**TRECHO DO DOCUMENTO**
----
Procedimentos de coleta de dados
A pesquisa foi realizada por meio de coleta on-line pela plataforma Qualtrics, com divulgação via redes sociais. Apenas os participantes que aceitaram o Termo de Consentimento Livre e Esclarecido (TCLE) tiveram acesso aos instrumentos. Este estudo foi aprovado pelo comitê de ética da Pontifícia Universidade Católica do Rio Grande do Sul (PUCRS) (CAAE nº 30586320.0.0000.5336).
Instrumentos
Questionário sociodemográfico: coleta de dados básicos de contextualização da amostra, como idade, gênero, nível socioeconômico, raça, orientação sexual e escolaridade.
----
**MATERIAL FORNECIDO**

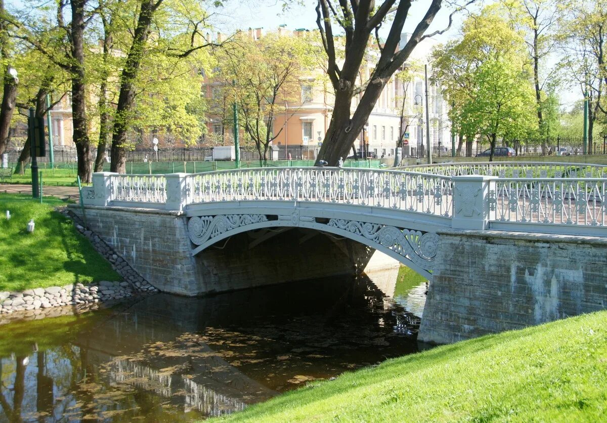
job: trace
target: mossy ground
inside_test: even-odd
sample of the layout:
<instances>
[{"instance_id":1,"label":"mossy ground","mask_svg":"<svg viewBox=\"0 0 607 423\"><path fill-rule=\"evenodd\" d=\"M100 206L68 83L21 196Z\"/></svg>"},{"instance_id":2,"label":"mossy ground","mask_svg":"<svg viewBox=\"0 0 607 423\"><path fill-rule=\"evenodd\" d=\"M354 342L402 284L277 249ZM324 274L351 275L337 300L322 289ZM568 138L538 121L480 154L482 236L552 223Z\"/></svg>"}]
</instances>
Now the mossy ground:
<instances>
[{"instance_id":1,"label":"mossy ground","mask_svg":"<svg viewBox=\"0 0 607 423\"><path fill-rule=\"evenodd\" d=\"M0 291L122 280L72 222L55 211L64 205L52 197L40 204L28 195L0 194ZM31 218L35 229L29 233Z\"/></svg>"},{"instance_id":2,"label":"mossy ground","mask_svg":"<svg viewBox=\"0 0 607 423\"><path fill-rule=\"evenodd\" d=\"M607 421L607 311L388 360L230 421Z\"/></svg>"}]
</instances>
----
**O QUE FAZER**
Transcreva do trecho do documento acima, sem nenhuma alteração, a passagem que começa em “Procedimentos de coleta” e termina em “sexual e escolaridade.”.

**RESULTADO DO EXERCÍCIO**
Procedimentos de coleta de dados
A pesquisa foi realizada por meio de coleta on-line pela plataforma Qualtrics, com divulgação via redes sociais. Apenas os participantes que aceitaram o Termo de Consentimento Livre e Esclarecido (TCLE) tiveram acesso aos instrumentos. Este estudo foi aprovado pelo comitê de ética da Pontifícia Universidade Católica do Rio Grande do Sul (PUCRS) (CAAE nº 30586320.0.0000.5336).
Instrumentos
Questionário sociodemográfico: coleta de dados básicos de contextualização da amostra, como idade, gênero, nível socioeconômico, raça, orientação sexual e escolaridade.